## [Documento de origen]
La huella del hombre no sólo queda marcada en el paisaje. Un salpicado de masadas diseminadas recuerda un hábitat disperso que aprovechaba no hace más de 80 años los recursos naturales de estos lugares. En muchos casos las posibilidades para vivir eran escasas. Un pequeño masico en una empinada ladera en la que sujetar estrechos bancales con muros de piedra donde cultivar cereal, alguna patata en los campos al lado de la fuente y un rebaños de no más de 50 cabras que cada año aportaba queso y el dinero que pudiera llegar de la venta de los cabritos. Ha desaparecido el tejido social, se fue con destino a las grandes ciudades industriales. Una economía rural con pobres y ricos, con prestamistas y desahuciados en los años que la cosecha no llegaba para pagar el préstamo. Una autarquía organizada en torno a la cooperación por el interés común dejando a un lado la individualidad, que permitió subsistir durante siglos en estos lugares extremos. Su cultura y su arquitectura comienzan a hundirse. El olvido comienza a ocultar su existencia. Poco se ha escrito sobre las gentes que aquí vivieron. Aquí no tenemos un Severino Pallaruelo que nos cuente su historia, la vida rural del Pirineo ha quedado escrita en sus novelas, relatos y trabajos de antropología. Tampoco tenemos un James Rebanks que, en «La Vida del pastor» nos cuenta el ritmo actual en el Distrito de los Lagos de quienes se dedican a la cria de las ovejas herwick.

## [Tareas propuestas]
1. Según el texto sobre las masadas, ¿qué permitió a sus habitantes subsistir durante siglos en esos lugares extremos? Explícalo en una a tres oraciones.
2. Resume, por favor, el párrafo del texto sobre las masadas que empieza con "La huella del hombre" en una versión más breve que conserve sus datos principales.

## [Fragmento del listado]

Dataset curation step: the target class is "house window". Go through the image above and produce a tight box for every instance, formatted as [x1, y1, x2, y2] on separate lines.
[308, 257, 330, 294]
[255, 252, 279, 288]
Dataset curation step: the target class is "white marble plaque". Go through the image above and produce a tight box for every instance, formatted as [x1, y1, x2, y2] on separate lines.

## [Respuestas]
1. Les permitió subsistir una autarquía organizada en torno a la cooperación por el interés común, que dejaba a un lado la individualidad.

2. Además del paisaje, quedan masadas dispersas de un hábitat que hasta hace unos 80 años aprovechaba los recursos naturales de la zona. Las posibilidades de vida eran escasas: estrechos bancales sujetos con muros de piedra para el cereal, algunas patatas junto a la fuente y rebaños de no más de 50 cabras que daban queso y el dinero de la venta de los cabritos. Esa sociedad rural, con pobres y ricos, prestamistas y desahuciados, se fue a las grandes ciudades industriales. Su autarquía basada en la cooperación le permitió subsistir durante siglos, pero hoy su cultura y su arquitectura se hunden en el olvido. Poco se ha escrito sobre estas gentes. Aquí no hay un Severino Pallaruelo, que dejó escrita la vida rural del Pirineo. Tampoco hay un James Rebanks, que en «La Vida del pastor» cuenta el ritmo actual de la cría de ovejas en el Distrito de los Lagos.